[Given task] Retype the material word for word, from the line containing "task: trace the outline of the man's neck" through the end of the material, with both of those lines included. Leave out the pictures.

[Data in this exercise]
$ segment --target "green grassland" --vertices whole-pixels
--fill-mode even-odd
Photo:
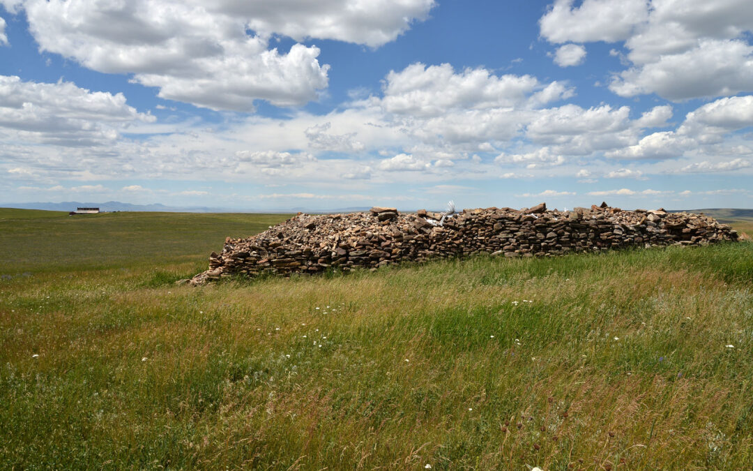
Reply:
[[[753,243],[174,284],[285,217],[0,210],[0,469],[753,463]]]

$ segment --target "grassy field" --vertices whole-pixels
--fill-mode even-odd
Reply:
[[[285,218],[0,210],[0,469],[753,463],[753,243],[173,284]]]

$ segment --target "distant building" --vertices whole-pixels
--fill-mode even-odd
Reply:
[[[76,208],[75,211],[71,211],[69,214],[96,214],[99,213],[99,208]]]

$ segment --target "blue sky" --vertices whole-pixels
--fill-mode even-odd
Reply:
[[[749,0],[0,0],[0,203],[753,207]]]

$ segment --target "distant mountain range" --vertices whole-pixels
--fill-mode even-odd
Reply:
[[[718,219],[720,222],[734,221],[740,219],[753,219],[753,210],[744,210],[741,208],[706,208],[703,210],[670,210],[669,213],[703,213],[706,216],[710,216],[715,219]]]
[[[313,208],[279,208],[276,210],[239,210],[238,208],[221,208],[209,206],[170,206],[155,203],[154,204],[131,204],[120,201],[107,201],[106,203],[90,203],[81,201],[63,201],[62,203],[0,203],[2,208],[17,208],[19,210],[44,210],[45,211],[75,211],[76,208],[99,208],[100,211],[111,213],[113,211],[161,211],[166,213],[355,213],[357,211],[368,211],[371,206],[353,206],[348,208],[335,208],[334,210],[316,210]]]
[[[64,201],[62,203],[0,203],[0,207],[17,208],[20,210],[44,210],[47,211],[75,211],[76,208],[99,208],[101,211],[163,211],[166,213],[307,213],[309,214],[326,213],[355,213],[368,211],[370,206],[349,206],[346,208],[334,208],[322,210],[298,206],[294,208],[277,208],[275,210],[239,210],[238,208],[221,208],[209,206],[170,206],[155,203],[154,204],[131,204],[120,201],[107,201],[106,203],[89,203],[81,201]],[[403,212],[410,212],[410,210],[401,210]],[[708,216],[725,220],[739,219],[740,218],[753,219],[753,210],[739,208],[706,208],[703,210],[670,210],[670,213],[703,213]]]
[[[62,203],[0,203],[0,207],[17,208],[20,210],[44,210],[47,211],[75,211],[76,208],[99,208],[100,211],[165,211],[168,213],[227,213],[227,208],[209,208],[205,206],[177,207],[169,206],[159,203],[154,204],[131,204],[120,201],[106,203],[84,203],[81,201],[64,201]],[[236,210],[237,211],[237,210]]]

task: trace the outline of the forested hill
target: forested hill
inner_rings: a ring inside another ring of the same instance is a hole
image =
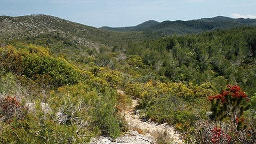
[[[148,25],[150,23],[150,25]],[[203,18],[189,21],[164,21],[158,22],[154,20],[146,21],[134,27],[100,28],[115,31],[142,31],[156,33],[159,35],[198,33],[218,28],[227,29],[241,26],[256,26],[256,19],[233,19],[218,16],[212,18]]]
[[[123,115],[133,99],[143,119],[174,126],[185,143],[255,143],[255,20],[151,20],[137,26],[143,31],[115,31],[0,17],[0,142],[142,131]]]
[[[112,45],[146,37],[139,31],[111,31],[43,14],[0,16],[0,35],[2,43],[12,41],[44,46],[59,43],[78,47]]]

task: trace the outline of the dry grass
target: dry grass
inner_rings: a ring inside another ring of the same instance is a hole
[[[153,137],[157,144],[171,144],[174,143],[172,138],[170,137],[166,130],[159,132],[157,131],[153,133]]]

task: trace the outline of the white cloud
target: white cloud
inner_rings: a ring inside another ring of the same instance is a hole
[[[233,18],[250,18],[250,19],[256,19],[256,15],[253,15],[251,14],[247,15],[241,15],[238,13],[233,13],[231,14],[231,16]]]

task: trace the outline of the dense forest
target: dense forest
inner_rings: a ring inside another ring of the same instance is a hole
[[[255,142],[254,27],[157,37],[89,28],[90,43],[63,29],[9,38],[1,30],[1,143],[115,138],[135,99],[142,118],[174,126],[185,143]]]

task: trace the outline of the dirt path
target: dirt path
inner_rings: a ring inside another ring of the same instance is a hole
[[[109,138],[100,137],[97,139],[93,138],[90,144],[152,144],[156,143],[156,135],[157,133],[163,133],[164,131],[167,132],[168,138],[172,142],[171,143],[183,143],[177,132],[172,126],[167,124],[158,125],[156,123],[148,121],[142,122],[140,119],[139,111],[135,111],[134,108],[137,105],[138,100],[132,100],[131,107],[125,111],[125,119],[127,122],[130,130],[124,136],[116,139]]]
[[[163,133],[166,130],[174,143],[183,143],[179,133],[174,131],[173,127],[168,125],[167,123],[158,125],[150,121],[142,122],[140,119],[138,110],[134,111],[134,108],[138,100],[133,100],[132,107],[125,111],[125,119],[131,129],[136,130],[141,134],[155,135],[155,137],[157,132]]]

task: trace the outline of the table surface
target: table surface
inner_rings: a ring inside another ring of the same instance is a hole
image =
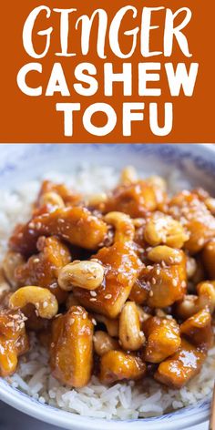
[[[62,430],[59,427],[49,425],[16,411],[0,402],[0,430]],[[72,430],[72,429],[71,429]],[[165,429],[164,429],[165,430]],[[209,430],[209,424],[205,423],[189,430]]]

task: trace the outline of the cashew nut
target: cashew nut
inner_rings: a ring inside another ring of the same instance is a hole
[[[147,313],[139,304],[136,303],[136,308],[138,312],[138,319],[140,324],[142,324],[144,321],[147,321],[148,318],[150,318],[151,315],[149,313]]]
[[[58,311],[56,297],[46,288],[36,286],[19,288],[12,294],[9,301],[12,309],[22,309],[28,303],[35,305],[38,316],[48,320],[56,315]]]
[[[135,227],[128,215],[117,211],[109,212],[105,216],[105,220],[115,228],[115,241],[126,242],[133,241]]]
[[[104,274],[104,268],[97,261],[73,261],[60,270],[58,284],[67,292],[73,287],[96,290],[101,285]]]
[[[123,349],[138,351],[145,343],[139,314],[134,302],[127,302],[119,317],[119,339]]]
[[[183,226],[169,215],[155,213],[146,224],[145,240],[151,246],[165,243],[172,248],[182,248],[189,240]]]
[[[164,261],[165,264],[179,264],[182,261],[182,251],[174,250],[166,245],[159,245],[152,248],[148,252],[148,258],[154,262]]]
[[[109,318],[107,318],[107,316],[99,313],[94,313],[93,316],[96,321],[105,324],[107,331],[111,337],[118,337],[118,320],[110,320]]]
[[[79,306],[80,303],[78,302],[78,300],[74,296],[74,294],[71,292],[67,301],[66,301],[66,308],[67,309],[67,311],[69,310],[69,308],[71,308],[71,306]]]
[[[118,342],[101,330],[95,333],[93,342],[95,351],[100,356],[108,351],[119,349]]]

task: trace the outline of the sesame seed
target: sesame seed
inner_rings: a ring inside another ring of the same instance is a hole
[[[97,297],[97,292],[96,292],[91,291],[89,293],[92,297]]]
[[[34,262],[36,262],[36,262],[39,262],[39,259],[38,259],[37,257],[35,258],[35,259],[34,259]]]
[[[112,297],[112,294],[106,294],[105,299],[108,300],[108,299],[111,299],[111,297]]]

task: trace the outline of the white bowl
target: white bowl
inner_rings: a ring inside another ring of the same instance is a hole
[[[44,174],[46,170],[71,171],[81,162],[114,166],[121,169],[132,164],[146,174],[164,174],[179,169],[183,178],[193,185],[214,189],[215,152],[213,145],[178,144],[45,144],[1,145],[0,180],[3,189],[17,185]],[[79,416],[42,404],[12,388],[0,378],[0,399],[37,419],[74,430],[179,430],[206,423],[210,399],[161,417],[138,420],[104,420]]]

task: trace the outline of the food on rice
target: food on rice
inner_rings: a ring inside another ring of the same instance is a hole
[[[80,415],[162,415],[212,388],[213,200],[128,168],[112,191],[108,172],[95,192],[77,175],[82,194],[46,179],[30,220],[25,190],[5,195],[0,374]]]

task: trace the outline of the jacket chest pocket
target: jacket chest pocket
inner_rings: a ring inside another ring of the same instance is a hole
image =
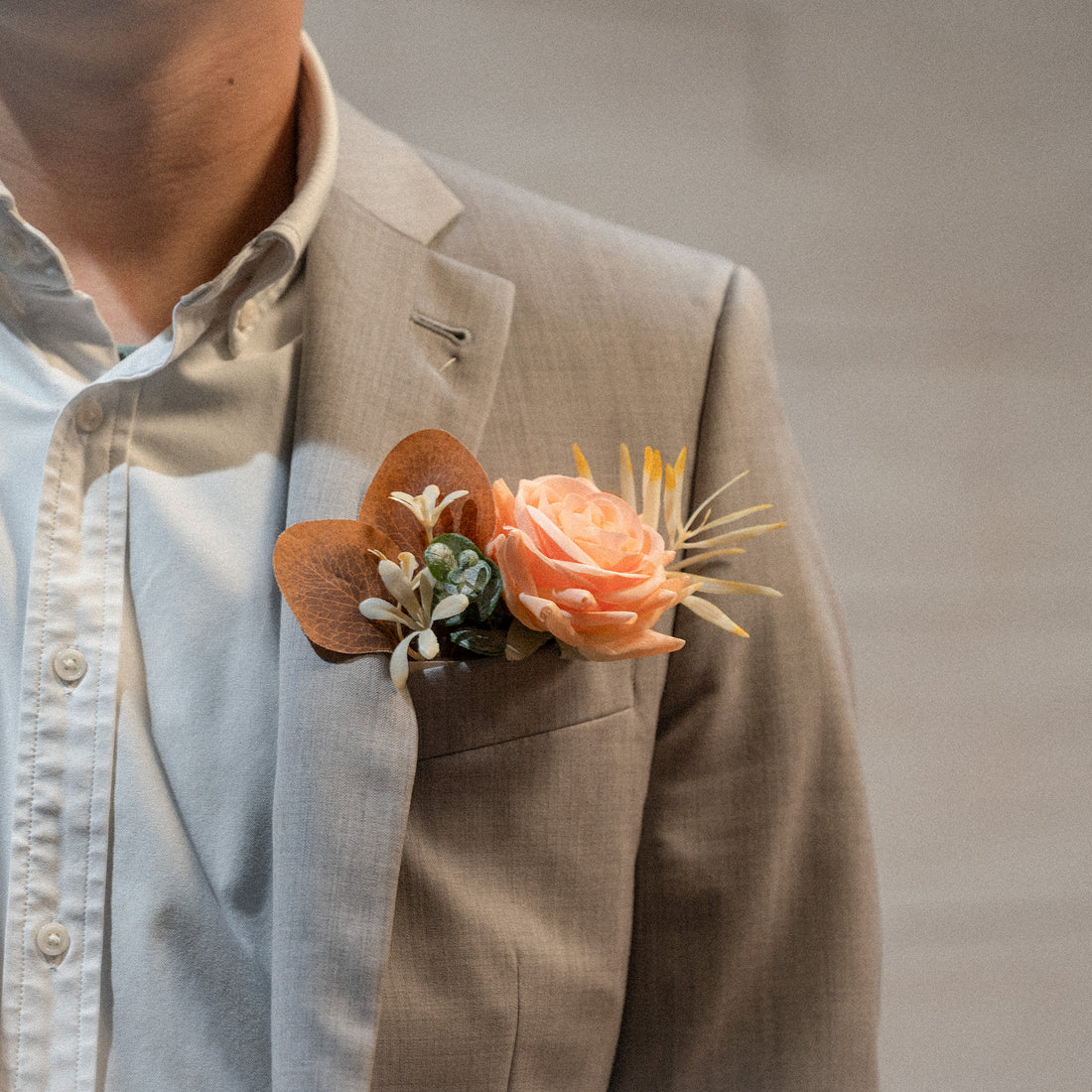
[[[565,660],[554,650],[521,663],[422,664],[410,673],[418,761],[610,716],[633,704],[633,661]]]

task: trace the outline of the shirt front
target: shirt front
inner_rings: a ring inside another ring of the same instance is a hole
[[[119,359],[0,186],[0,1088],[270,1084],[280,602],[304,251],[336,156]]]

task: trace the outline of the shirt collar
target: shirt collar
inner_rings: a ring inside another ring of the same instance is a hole
[[[249,330],[282,297],[299,271],[304,252],[330,195],[337,164],[337,106],[330,78],[304,34],[297,97],[297,182],[292,204],[247,244],[206,284],[183,296],[174,311],[177,356],[226,318],[228,346],[237,354]],[[4,285],[7,278],[9,284]],[[22,310],[24,294],[56,296],[72,289],[63,257],[27,224],[0,181],[0,288],[8,306]],[[2,304],[3,300],[0,300]]]

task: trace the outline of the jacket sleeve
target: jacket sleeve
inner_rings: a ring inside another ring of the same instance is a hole
[[[875,1089],[876,879],[845,637],[746,270],[695,455],[695,500],[748,470],[717,511],[770,500],[788,521],[715,570],[784,598],[717,601],[750,640],[678,610],[612,1088]]]

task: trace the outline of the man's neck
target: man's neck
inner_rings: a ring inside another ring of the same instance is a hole
[[[292,200],[301,0],[87,4],[0,0],[0,178],[140,342]]]

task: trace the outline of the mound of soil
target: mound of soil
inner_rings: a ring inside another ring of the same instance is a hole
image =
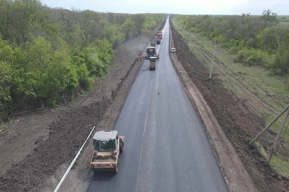
[[[107,76],[75,105],[14,117],[0,140],[0,191],[47,188],[46,181],[72,161],[92,127],[116,105],[120,110],[108,120],[113,127],[143,62],[137,61],[136,56],[166,20],[114,50],[114,64]]]
[[[256,187],[260,191],[288,191],[288,179],[273,169],[257,148],[250,144],[264,127],[262,118],[250,110],[245,100],[225,88],[222,80],[213,76],[208,78],[209,70],[181,40],[182,35],[171,21],[170,26],[178,59],[210,106]],[[267,132],[259,141],[268,146],[265,141],[273,140],[274,136]]]

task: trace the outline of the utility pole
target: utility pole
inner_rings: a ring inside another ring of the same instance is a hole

[Full output]
task: trace the outline of the man's neck
target: man's neck
inner_rings: a ring inside another ring of the same instance is a hole
[[[292,200],[301,0],[87,4],[0,0],[0,178],[140,342]]]

task: trace the outline of the mound of soil
target: mound of soil
inner_rings: a ring inside another ring of the same instance is a hole
image =
[[[107,76],[75,105],[14,117],[0,140],[0,191],[47,188],[46,181],[72,161],[92,127],[116,105],[120,110],[108,120],[113,127],[143,62],[137,61],[136,56],[166,20],[114,50],[114,64]]]
[[[256,187],[260,191],[288,191],[288,179],[273,169],[257,148],[250,144],[264,127],[262,118],[250,110],[245,100],[225,88],[222,80],[213,76],[208,78],[209,70],[181,40],[182,35],[171,21],[170,26],[178,59],[210,106]],[[267,132],[259,141],[268,146],[265,141],[273,140],[274,136]]]

task: trace the outline of the utility pole
target: utility pole
inner_rings: a ring inside another ring of the same instance is a hole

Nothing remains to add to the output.